What is being asked
Scan the records beneath this line for the line holding "Pick out every instance of the raincoat hood" and the line holding "Pick out every instance of the boy", then transcribe exactly those two and all lines between.

== Data to examine

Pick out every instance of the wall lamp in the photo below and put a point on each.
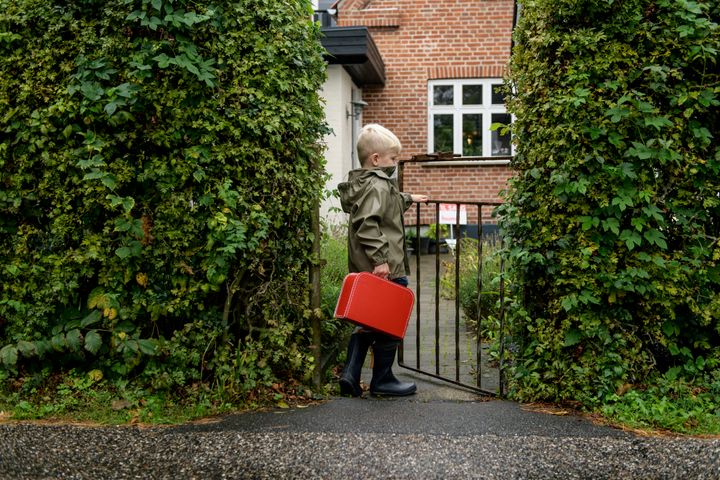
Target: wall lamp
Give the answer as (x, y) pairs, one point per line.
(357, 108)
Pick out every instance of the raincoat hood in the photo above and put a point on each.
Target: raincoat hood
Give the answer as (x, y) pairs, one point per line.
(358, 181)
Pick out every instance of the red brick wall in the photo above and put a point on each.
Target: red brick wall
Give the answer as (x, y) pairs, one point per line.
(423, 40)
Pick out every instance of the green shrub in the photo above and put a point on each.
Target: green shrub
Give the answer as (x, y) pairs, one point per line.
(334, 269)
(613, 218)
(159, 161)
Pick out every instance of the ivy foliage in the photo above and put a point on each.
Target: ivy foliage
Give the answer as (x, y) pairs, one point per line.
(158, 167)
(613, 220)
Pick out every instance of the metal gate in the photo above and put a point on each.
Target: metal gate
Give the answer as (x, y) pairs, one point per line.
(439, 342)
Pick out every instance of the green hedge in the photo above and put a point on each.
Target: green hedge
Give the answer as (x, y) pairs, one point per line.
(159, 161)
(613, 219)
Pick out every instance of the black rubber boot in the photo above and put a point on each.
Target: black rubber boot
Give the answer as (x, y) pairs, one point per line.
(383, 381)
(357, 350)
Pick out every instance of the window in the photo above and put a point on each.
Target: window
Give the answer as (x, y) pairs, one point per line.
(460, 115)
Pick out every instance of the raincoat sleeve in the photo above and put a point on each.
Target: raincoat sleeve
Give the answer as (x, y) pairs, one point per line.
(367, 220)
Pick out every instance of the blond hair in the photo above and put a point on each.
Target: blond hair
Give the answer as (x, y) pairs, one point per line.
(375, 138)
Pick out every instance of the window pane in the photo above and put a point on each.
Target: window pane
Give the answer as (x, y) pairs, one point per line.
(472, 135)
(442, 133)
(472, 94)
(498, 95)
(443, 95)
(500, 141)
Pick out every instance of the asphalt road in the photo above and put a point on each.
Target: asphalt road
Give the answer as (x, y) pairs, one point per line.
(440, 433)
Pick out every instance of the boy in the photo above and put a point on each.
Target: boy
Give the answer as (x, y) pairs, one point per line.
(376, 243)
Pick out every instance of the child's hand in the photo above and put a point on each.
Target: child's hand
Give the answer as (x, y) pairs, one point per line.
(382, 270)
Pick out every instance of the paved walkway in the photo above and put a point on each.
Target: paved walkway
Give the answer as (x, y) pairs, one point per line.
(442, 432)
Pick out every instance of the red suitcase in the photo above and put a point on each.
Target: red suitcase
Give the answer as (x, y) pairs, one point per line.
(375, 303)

====
== Data to examine

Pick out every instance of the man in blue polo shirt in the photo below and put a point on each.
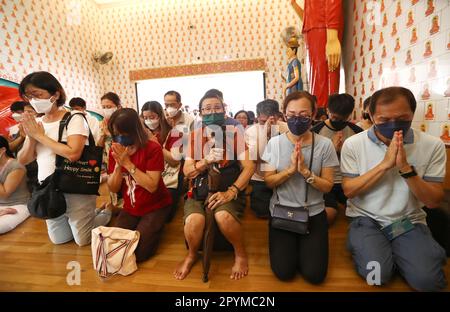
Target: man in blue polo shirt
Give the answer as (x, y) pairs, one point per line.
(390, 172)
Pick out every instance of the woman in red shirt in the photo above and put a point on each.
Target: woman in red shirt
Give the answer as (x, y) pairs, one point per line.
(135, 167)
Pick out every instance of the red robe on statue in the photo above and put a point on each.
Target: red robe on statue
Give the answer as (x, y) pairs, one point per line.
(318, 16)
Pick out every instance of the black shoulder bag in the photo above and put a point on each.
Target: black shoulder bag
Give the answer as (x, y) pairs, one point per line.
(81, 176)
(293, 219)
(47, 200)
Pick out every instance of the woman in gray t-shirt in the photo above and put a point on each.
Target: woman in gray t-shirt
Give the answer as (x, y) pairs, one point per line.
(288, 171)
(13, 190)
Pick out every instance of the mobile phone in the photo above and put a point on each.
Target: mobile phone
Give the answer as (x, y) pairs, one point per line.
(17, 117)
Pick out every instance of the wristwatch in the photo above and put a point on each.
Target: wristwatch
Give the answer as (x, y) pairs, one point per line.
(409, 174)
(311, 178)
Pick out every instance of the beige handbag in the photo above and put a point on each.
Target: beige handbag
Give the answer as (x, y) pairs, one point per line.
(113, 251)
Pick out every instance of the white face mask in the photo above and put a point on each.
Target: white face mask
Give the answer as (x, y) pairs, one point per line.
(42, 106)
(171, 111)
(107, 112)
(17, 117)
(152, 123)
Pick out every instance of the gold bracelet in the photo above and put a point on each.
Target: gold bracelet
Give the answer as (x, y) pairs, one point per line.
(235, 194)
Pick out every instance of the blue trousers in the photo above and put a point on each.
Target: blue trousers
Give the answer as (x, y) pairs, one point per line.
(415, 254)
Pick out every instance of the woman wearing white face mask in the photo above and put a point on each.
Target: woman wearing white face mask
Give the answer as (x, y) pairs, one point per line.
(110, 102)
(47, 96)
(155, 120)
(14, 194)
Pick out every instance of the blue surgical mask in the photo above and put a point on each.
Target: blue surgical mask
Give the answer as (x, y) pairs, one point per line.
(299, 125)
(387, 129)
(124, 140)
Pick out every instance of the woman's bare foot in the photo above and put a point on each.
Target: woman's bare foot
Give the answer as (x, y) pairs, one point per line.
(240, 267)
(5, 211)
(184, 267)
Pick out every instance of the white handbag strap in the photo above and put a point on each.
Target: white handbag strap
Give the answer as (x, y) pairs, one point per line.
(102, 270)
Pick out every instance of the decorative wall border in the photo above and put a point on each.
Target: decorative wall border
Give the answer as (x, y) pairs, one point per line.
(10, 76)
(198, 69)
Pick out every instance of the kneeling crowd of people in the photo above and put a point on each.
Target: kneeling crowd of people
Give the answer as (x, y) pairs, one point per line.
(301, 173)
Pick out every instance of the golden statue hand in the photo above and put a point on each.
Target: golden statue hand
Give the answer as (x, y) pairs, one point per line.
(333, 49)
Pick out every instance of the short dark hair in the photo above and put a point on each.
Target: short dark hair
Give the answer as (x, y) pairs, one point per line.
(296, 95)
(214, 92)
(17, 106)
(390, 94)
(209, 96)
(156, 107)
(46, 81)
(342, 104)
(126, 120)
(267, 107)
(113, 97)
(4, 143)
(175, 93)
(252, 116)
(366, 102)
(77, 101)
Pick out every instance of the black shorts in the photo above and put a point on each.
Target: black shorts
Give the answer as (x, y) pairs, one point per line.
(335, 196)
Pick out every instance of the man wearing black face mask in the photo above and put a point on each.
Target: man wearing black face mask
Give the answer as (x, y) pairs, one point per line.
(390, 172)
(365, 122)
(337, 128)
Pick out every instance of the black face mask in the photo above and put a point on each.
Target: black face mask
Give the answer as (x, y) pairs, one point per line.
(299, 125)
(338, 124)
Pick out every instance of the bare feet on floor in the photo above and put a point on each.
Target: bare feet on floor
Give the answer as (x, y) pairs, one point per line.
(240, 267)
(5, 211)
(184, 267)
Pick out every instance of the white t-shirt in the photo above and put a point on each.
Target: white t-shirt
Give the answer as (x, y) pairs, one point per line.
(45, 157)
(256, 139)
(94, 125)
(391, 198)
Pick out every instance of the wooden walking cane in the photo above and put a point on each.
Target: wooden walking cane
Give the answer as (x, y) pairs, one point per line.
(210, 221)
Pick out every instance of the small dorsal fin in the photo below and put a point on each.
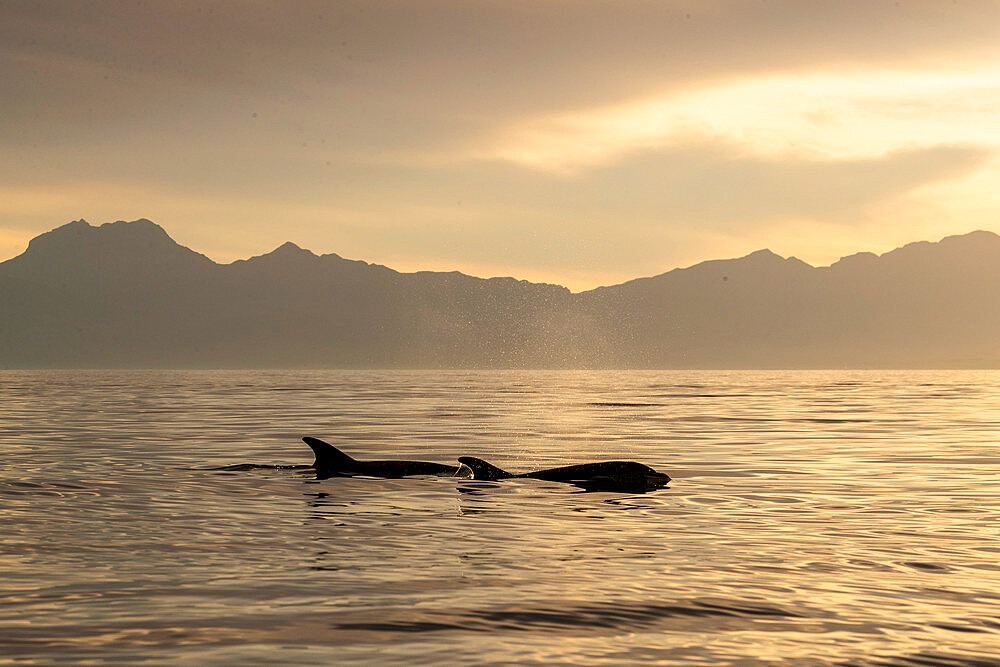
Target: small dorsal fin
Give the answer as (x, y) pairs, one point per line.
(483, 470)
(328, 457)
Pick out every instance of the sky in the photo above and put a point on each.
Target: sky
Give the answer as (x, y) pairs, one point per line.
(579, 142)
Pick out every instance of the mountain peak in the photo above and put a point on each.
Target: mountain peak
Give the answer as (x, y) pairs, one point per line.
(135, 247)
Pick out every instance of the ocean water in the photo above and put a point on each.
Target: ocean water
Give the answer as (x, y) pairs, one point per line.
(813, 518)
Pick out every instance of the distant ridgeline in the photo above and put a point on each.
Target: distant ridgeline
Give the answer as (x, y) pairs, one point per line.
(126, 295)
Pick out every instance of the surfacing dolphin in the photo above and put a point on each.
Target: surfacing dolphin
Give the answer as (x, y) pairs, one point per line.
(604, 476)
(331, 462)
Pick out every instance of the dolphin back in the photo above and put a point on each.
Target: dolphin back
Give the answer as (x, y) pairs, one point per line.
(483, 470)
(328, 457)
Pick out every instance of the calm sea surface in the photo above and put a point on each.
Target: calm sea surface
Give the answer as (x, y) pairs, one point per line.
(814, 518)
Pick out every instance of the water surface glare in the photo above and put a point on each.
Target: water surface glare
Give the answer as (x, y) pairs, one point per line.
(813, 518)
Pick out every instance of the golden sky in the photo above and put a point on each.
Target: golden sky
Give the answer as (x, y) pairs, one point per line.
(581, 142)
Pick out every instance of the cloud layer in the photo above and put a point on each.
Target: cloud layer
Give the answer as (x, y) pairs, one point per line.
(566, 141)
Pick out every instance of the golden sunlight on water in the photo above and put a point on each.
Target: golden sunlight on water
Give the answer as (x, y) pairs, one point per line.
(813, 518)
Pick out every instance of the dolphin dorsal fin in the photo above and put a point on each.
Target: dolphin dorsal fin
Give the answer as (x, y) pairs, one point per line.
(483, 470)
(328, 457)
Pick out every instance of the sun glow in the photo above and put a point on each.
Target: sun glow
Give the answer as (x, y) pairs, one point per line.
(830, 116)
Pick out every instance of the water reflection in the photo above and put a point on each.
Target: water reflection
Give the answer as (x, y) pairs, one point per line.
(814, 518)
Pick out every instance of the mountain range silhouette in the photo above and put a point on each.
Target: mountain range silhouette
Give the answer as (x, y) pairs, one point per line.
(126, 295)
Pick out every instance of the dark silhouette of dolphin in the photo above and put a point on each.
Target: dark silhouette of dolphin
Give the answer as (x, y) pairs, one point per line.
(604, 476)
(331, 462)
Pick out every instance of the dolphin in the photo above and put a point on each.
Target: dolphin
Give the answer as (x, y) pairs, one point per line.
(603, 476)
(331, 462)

====

Response below
Pick out every instance of the raincoat hood in the photo above and put a point on each.
Target: raincoat hood
Give the answer as (x, y) pairs, one point per line.
(358, 181)
Pick out every instance of the red brick wall in the photo above and put a point on each.
Target: red brick wall
Give the answer as (x, y) pairs, one point per line.
(423, 40)
Pick out every instance of the green shrub in the photo above and put a point on each.
Target: green shrub
Give the answer as (x, y) pairs, one point per line.
(334, 269)
(613, 218)
(159, 161)
Pick out every instance of the ivy foliage in the photo above and put a point on each.
Target: ivy foliage
Give the answer as (x, y) pairs, one point per line.
(158, 167)
(613, 220)
Pick out every instance of the metal gate in the photo above and put a point on each.
Target: metal gate
Give the answer as (x, y) pairs, one point per line.
(439, 342)
Pick out every instance of the green hedge in the photo above and put a point on each.
Target: green hedge
Give the answer as (x, y) pairs, one point per line.
(159, 161)
(613, 219)
Pick out every instance of the black rubber boot in the photo above and put a point on each.
Target: black rubber boot
Give the answer as (x, y) pairs, one point per line.
(383, 381)
(357, 350)
Pick out every instance of the window in the photo above and put a point on each.
Target: window
Give the answer as (x, y) pairs, one point per line.
(460, 115)
Pick out every instance of the raincoat sleeve in the photo above and put a point on each.
Target: raincoat sleeve
Give the answer as (x, y) pairs, one point per line.
(367, 220)
Pick out every instance of the blond hair in the photo above and put a point on each.
Target: blond hair
Give the answer as (x, y) pairs, one point per line.
(375, 138)
Pick out every instance of the window pane in the photo above and put a point on each.
Target: window pane
Give the answer as (x, y) pairs, one point per line.
(472, 135)
(442, 133)
(472, 94)
(498, 95)
(443, 95)
(500, 141)
Pick out every instance of the asphalt road in the photo above and put a point on each.
Target: asphalt road
Give the answer as (x, y) pairs, one point per line.
(440, 433)
Pick out every instance of the boy in the photo above and put a point on each.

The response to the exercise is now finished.